» Problem:
Only an exact, line-for-line copy of the data will serve as the answer.

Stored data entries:
****

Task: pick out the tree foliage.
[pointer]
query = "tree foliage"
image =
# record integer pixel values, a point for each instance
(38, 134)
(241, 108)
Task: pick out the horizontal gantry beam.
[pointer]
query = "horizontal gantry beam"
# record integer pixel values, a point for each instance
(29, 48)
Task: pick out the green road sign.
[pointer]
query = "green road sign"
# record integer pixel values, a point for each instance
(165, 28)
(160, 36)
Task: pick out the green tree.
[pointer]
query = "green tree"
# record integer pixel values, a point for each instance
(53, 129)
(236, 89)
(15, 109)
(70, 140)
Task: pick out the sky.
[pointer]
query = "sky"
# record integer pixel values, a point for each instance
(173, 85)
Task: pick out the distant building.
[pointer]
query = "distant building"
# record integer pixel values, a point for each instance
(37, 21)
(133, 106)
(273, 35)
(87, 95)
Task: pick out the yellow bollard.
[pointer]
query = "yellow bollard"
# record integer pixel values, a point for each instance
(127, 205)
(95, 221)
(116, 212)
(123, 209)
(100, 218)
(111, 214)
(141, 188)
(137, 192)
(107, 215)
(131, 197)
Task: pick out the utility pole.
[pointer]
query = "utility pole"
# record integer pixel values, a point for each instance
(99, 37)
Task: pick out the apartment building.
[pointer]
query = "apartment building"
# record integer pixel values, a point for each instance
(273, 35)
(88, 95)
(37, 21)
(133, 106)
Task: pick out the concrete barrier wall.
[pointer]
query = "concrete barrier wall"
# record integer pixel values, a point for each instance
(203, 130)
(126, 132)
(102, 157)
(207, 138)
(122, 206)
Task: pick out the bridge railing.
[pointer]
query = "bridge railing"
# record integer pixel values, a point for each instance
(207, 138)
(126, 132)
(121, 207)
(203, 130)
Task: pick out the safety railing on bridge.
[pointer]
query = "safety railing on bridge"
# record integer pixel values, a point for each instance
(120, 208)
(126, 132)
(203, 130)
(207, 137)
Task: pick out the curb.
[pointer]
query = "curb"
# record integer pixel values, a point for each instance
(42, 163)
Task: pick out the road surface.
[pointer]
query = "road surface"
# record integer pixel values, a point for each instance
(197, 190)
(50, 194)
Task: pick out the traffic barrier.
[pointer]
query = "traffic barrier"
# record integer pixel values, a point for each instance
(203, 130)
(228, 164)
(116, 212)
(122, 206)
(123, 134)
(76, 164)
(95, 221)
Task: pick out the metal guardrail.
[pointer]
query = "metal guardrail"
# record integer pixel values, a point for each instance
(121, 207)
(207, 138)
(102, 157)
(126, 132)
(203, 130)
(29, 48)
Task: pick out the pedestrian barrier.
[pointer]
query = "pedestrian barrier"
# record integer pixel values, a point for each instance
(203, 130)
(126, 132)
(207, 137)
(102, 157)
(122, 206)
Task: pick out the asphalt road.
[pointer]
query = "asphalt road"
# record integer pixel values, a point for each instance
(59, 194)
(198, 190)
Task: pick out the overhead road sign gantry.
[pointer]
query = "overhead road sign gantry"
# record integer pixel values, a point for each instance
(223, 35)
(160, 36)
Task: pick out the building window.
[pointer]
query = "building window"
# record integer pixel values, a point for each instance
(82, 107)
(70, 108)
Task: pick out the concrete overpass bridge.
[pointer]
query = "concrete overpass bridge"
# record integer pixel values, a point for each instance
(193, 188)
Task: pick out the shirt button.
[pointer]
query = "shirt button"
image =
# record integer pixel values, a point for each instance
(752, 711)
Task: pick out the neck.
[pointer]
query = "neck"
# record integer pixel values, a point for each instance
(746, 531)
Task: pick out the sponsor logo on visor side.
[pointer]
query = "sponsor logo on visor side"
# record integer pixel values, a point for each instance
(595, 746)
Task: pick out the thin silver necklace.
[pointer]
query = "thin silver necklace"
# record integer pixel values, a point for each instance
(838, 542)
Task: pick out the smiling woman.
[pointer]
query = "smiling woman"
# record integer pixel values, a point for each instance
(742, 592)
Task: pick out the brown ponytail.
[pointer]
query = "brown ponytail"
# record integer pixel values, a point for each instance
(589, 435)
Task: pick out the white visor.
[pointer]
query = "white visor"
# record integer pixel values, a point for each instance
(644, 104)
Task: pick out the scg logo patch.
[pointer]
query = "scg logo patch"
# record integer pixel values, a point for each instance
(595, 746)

****

» Written reply:
Task: pick out the tree foliage.
[pointer]
query = "tree foliage"
image =
# record integer pixel values, a point for each instance
(38, 134)
(241, 108)
Task: pick out the horizontal gantry beam.
[pointer]
query = "horizontal gantry beam"
# record integer pixel values, a point for each instance
(29, 48)
Task: pick out the green road sign.
[pointer]
query = "green road sign"
# record integer pixel values, a point for each instance
(165, 28)
(160, 36)
Task: pick out the green tree.
[pointer]
query = "green tree"
# record integer pixel values, a point for each instance
(53, 129)
(236, 89)
(15, 109)
(70, 140)
Task: pick out the sky.
[pointer]
query = "sky"
# record integer pixel values, a point for each instance
(173, 85)
Task: pick out the distant building.
[pointer]
query = "distant building"
# record integer pixel values, a point for each instance
(37, 21)
(133, 106)
(273, 35)
(87, 95)
Task: pick out the yellow bollard.
[pointer]
query = "yellow bollard"
# record integer pixel values, a point for each instance
(127, 205)
(95, 221)
(116, 212)
(123, 209)
(100, 218)
(111, 214)
(141, 188)
(137, 192)
(107, 215)
(131, 197)
Task: pick out the utility pole.
[pointer]
query = "utility pole"
# record integer pixel values, a point for each instance
(99, 37)
Task: pick out the apartment building.
[pointer]
query = "apartment building"
# record integer pixel values, a point for each instance
(273, 35)
(88, 95)
(37, 21)
(133, 106)
Task: pick out the concrete barrier wall.
[pointer]
query = "concrete barrier wall"
# record integer pixel values, a point for each instance
(203, 130)
(126, 132)
(102, 157)
(207, 138)
(122, 206)
Task: pick out the bridge railing.
[pointer]
query = "bridge railing"
# record integer pixel values, a point for each instance
(207, 138)
(126, 132)
(121, 207)
(203, 130)
Task: pick out the safety railing on bridge.
[pointer]
query = "safety railing on bridge"
# record integer pixel values, a point for each instance
(120, 208)
(126, 132)
(203, 130)
(207, 137)
Task: pick out the curb.
[pointer]
query = "curb"
# record integer pixel values, a point for each instance
(42, 163)
Task: pick out the road surface.
[pointer]
query = "road surface"
# record integer pixel values, a point for each instance
(197, 190)
(50, 194)
Task: pick out the traffic barrier.
[pointer]
query = "traffic barrier"
# record integer pixel values, a point for each instance
(203, 130)
(228, 164)
(116, 212)
(122, 206)
(123, 134)
(76, 164)
(95, 221)
Task: pick out the metal guardrail.
[pointer]
query = "metal guardrail"
# record integer pixel values, a point for each instance
(121, 207)
(207, 138)
(102, 157)
(126, 132)
(203, 130)
(29, 48)
Task: pick out the pedestrian barrier.
[pointer]
query = "pedestrian barrier"
# record integer pixel values, a point for each instance
(203, 130)
(126, 132)
(207, 137)
(102, 157)
(122, 206)
Task: pick out the asphalt road.
[pointer]
query = "asphalt road"
# record integer pixel values, a point for each instance
(59, 194)
(198, 190)
Task: pick out the overhead road sign gantry.
[pointer]
query = "overhead road sign gantry"
# record integer pixel values, a point for each instance
(223, 35)
(160, 36)
Task: pick out the building window.
[pointer]
query = "building window"
# record integer pixel values, a point for each instance
(82, 107)
(70, 108)
Task: pick out the concrete overpass bridge.
[pointer]
query = "concrete overpass bridge"
# record integer pixel values, a point for each instance
(193, 188)
Task: pick out the shirt button.
[pointer]
query = "shirt button"
image =
# record integer pixel values, a point for each instance
(752, 711)
Task: pick out the neck.
[pointer]
query = "neck"
# record integer pixel values, a point for each instance
(746, 531)
Task: pick out the sponsor logo on visor side.
[pointer]
query = "sponsor logo on visor side"
# record integer pixel values, a point for each instance
(595, 746)
Task: pick out the thin silver necklace.
[pointer]
query = "thin silver necklace"
# record integer pixel values, a point for each instance
(838, 542)
Task: pick out the smiling woman.
[pointer]
query = "smiling woman"
# record integer pixel values, a point for each instance
(742, 592)
Task: pick out the brown ponytail.
[pointer]
query = "brown ponytail"
# record integer pixel values, a point for each instance
(589, 435)
Task: pick out the white visor.
[pointer]
query = "white visor"
# record integer pixel values, a point for each instance
(644, 104)
Task: pick out the scg logo patch.
[pointer]
query = "scg logo patch"
# record integer pixel values, a point for each instance
(595, 746)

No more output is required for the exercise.